• **Directions for this task**: How many lines in the data below contain the word "green"? Reply with the number only.

• **Listed records**:
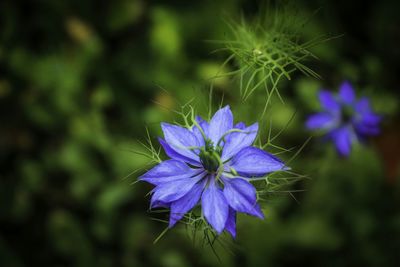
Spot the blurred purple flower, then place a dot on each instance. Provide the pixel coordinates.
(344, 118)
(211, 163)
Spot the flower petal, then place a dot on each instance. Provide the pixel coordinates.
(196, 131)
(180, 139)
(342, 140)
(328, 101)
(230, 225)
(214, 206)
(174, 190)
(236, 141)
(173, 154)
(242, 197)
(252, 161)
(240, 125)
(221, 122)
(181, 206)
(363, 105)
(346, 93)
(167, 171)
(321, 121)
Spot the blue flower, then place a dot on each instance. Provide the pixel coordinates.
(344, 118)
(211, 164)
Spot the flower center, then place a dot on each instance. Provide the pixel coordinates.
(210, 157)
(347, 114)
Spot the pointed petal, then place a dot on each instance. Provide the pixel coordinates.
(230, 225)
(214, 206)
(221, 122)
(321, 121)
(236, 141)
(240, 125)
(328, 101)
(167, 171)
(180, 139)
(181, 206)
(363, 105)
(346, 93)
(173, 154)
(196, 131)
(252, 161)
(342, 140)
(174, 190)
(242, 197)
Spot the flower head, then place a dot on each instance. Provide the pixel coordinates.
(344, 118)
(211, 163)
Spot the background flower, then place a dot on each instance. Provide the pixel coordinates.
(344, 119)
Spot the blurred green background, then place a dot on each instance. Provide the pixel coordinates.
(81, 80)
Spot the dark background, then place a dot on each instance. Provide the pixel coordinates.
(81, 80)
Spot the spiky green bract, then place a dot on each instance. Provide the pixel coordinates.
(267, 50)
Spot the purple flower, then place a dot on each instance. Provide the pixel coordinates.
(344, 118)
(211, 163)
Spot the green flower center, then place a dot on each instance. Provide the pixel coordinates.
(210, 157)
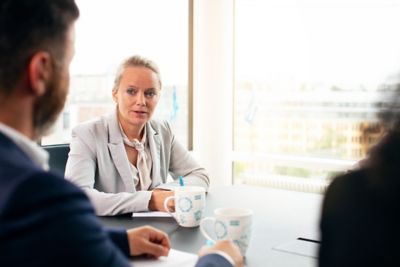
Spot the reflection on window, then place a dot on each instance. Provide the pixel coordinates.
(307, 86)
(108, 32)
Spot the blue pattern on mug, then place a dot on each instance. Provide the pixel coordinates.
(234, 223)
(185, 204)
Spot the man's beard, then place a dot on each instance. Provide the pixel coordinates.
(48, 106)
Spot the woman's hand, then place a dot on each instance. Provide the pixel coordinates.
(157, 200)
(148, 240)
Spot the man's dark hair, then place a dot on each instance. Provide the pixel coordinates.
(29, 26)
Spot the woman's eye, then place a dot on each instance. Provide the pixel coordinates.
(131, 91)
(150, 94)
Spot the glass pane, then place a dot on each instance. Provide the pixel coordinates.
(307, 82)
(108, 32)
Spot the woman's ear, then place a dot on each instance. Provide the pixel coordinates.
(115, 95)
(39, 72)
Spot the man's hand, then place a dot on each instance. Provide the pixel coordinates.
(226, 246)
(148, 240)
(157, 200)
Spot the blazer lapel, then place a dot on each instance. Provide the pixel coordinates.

* * *

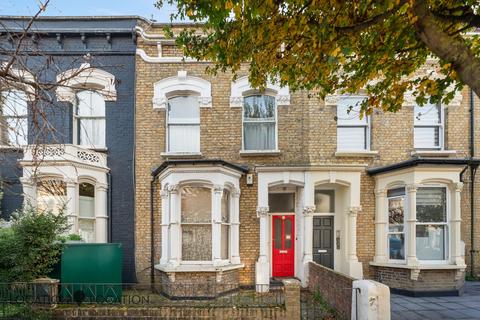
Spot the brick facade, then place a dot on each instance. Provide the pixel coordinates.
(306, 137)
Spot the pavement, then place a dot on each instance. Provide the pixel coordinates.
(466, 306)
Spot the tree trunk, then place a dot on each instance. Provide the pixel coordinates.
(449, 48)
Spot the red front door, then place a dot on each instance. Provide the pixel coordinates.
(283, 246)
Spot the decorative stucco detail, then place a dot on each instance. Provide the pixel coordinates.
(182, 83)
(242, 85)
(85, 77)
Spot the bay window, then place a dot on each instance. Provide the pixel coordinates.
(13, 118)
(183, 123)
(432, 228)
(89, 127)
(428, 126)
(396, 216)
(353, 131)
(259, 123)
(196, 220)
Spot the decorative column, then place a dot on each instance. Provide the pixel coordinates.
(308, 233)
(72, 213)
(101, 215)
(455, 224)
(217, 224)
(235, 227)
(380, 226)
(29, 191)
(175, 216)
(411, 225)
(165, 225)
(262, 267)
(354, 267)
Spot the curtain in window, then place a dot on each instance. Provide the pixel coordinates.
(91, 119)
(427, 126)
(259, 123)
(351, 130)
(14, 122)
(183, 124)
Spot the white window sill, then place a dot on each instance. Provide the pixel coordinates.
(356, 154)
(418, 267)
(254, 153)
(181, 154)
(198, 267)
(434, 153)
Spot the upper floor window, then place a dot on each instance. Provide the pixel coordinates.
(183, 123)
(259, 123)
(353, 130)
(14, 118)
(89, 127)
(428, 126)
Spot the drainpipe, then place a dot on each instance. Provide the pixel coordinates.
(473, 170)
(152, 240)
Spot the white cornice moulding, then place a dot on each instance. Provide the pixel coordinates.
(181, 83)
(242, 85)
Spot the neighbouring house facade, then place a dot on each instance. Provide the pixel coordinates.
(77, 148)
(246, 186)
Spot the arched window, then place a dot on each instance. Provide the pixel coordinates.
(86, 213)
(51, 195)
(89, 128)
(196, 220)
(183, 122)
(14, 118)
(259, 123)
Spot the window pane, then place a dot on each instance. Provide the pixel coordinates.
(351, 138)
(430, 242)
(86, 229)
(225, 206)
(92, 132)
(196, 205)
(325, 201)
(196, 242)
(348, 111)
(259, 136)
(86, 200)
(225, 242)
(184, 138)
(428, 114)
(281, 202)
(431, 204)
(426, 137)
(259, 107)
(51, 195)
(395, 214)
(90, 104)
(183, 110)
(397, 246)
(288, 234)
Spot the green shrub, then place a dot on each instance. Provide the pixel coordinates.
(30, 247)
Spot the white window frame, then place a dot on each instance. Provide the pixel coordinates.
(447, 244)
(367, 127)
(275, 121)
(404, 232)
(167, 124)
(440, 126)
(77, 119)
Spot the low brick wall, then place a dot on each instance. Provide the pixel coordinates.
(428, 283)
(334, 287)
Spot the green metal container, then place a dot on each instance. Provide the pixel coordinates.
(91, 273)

--

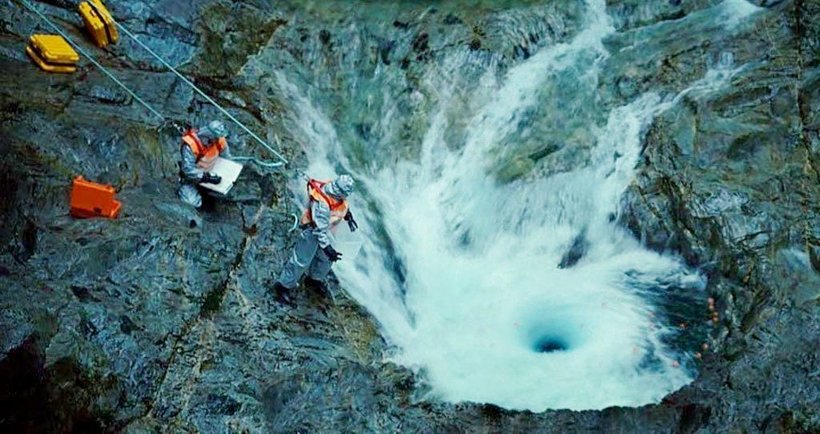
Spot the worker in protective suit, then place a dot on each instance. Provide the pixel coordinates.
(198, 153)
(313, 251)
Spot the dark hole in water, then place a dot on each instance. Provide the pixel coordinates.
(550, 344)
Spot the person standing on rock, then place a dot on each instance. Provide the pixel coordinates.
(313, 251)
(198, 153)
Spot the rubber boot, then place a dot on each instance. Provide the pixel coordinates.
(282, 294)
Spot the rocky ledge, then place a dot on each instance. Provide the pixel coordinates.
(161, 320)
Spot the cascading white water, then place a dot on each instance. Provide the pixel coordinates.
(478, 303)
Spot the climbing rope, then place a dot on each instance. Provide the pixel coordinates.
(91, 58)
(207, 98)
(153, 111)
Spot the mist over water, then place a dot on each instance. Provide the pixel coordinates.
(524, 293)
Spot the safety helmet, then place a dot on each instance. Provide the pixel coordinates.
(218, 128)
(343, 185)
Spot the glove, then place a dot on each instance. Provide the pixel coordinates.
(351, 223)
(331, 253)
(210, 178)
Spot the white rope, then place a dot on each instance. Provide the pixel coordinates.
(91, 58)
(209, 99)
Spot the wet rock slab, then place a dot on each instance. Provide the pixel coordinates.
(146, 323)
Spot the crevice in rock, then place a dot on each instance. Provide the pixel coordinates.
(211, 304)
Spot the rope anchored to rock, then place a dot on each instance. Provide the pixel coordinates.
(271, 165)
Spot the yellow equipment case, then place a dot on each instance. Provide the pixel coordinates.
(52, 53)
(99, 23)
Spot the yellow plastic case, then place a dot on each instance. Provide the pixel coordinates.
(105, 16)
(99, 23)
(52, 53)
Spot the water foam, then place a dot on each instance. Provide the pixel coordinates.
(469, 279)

• **Final result**: 5